> **BRANO DA ESAMINARE**:
Al contrario, i marchi individuali non possono avere tale caratteristica. Pertanto il marchio Prosciutto di Parma non potrebbe essere registrato come marchio individuale.

Il regolamento del marchio collettivo

I marchi collettivi devono necessariamente essere depositati insieme ad un regolamento d’uso, che dovrà essere presentato all’Ufficio marchi insieme alla richiesta di registrazione del marchio. Il regolamento deve contenere:

  •  Le caratteristiche del prodotto (o della sua lavorazione) per poter essere contrassegnato dal marchio
  •  le modalità di uso del marchio
  •  La rappresentazione del marchio collettivo
  •  le modalità di controllo per i soggetti che usano il marchio e le relative sanzioni in caso di inosservanza del regolamento

Esempio

Nel settore alimentare, è frequente la presenza di marchi collettivi i cui regolamenti stabiliscono che l’utilizzo del marchio può essere concesso solamente per prodotti alimentari realizzati in una precisa area geografica. Pertanto, solo i produttori che producono in quell’area, secondo le modalità disciplinate nel regolamento, potranno inserire nell’etichetta dei loro prodotti il marchio collettivo.

Chiunque rispetti le condizioni previste dal regolamento d’uso deve poter utilizzare il marchio collettivo sui propri prodotti. 

Il rifiuto ingiustificato di accesso al marchio rappresenta infatti una violazione delle regole di concorrenza leale tra gli operatori.

Come abbiamo visto, il marchio collettivo garantisce la provenienza geografica o determinate caratteristiche di un prodotto: è dunque normale che la legge richieda che il titolare del marchio collettivo preveda severi controlli sull’utilizzo del marchio da parte delle imprese associate e che proceda a sanzionare i soggetti che violano il regolamento.

Oltre al Marchio collettivo hai a disposizione anche un altro strumento per garantire le qualità di un prodotto. Si tratta del nuovo marchio di certificazione. Vediamo insieme di cosa si tratta e quali sono le differenze con il marchio collettivo.

> **MATERIALE**:

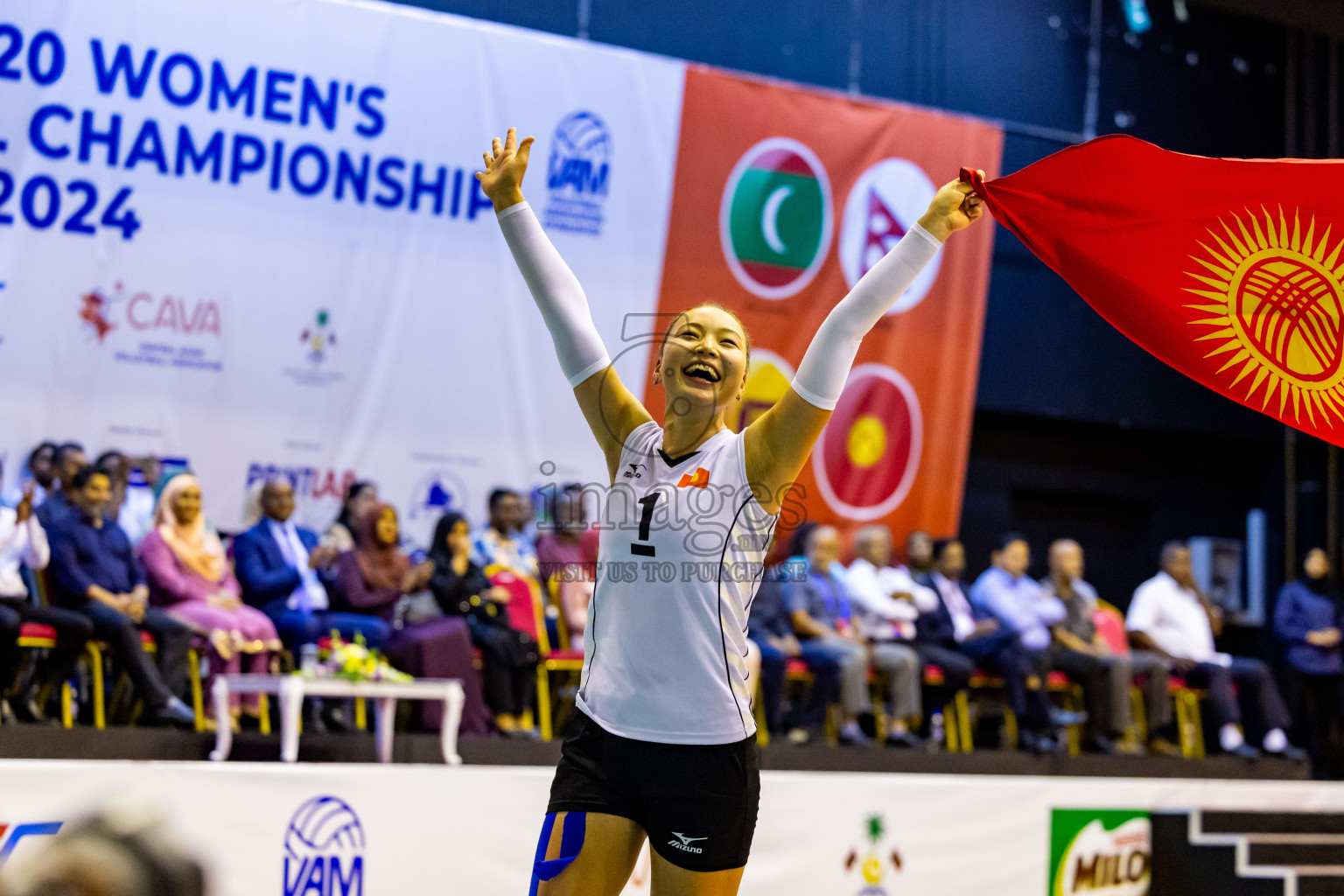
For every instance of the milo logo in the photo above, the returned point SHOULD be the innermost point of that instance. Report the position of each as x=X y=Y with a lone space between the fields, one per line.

> **CONSEGNA**:
Sostituisci "severi" con "rigorosi" nel testo sul marchio collettivo, da "Come abbiamo visto, il" fino a "violano il regolamento." compreso, e riporta il tratto così modificato.

> **SOLUZIONE**:
Come abbiamo visto, il marchio collettivo garantisce la provenienza geografica o determinate caratteristiche di un prodotto: è dunque normale che la legge richieda che il titolare del marchio collettivo preveda rigorosi controlli sull’utilizzo del marchio da parte delle imprese associate e che proceda a sanzionare i soggetti che violano il regolamento.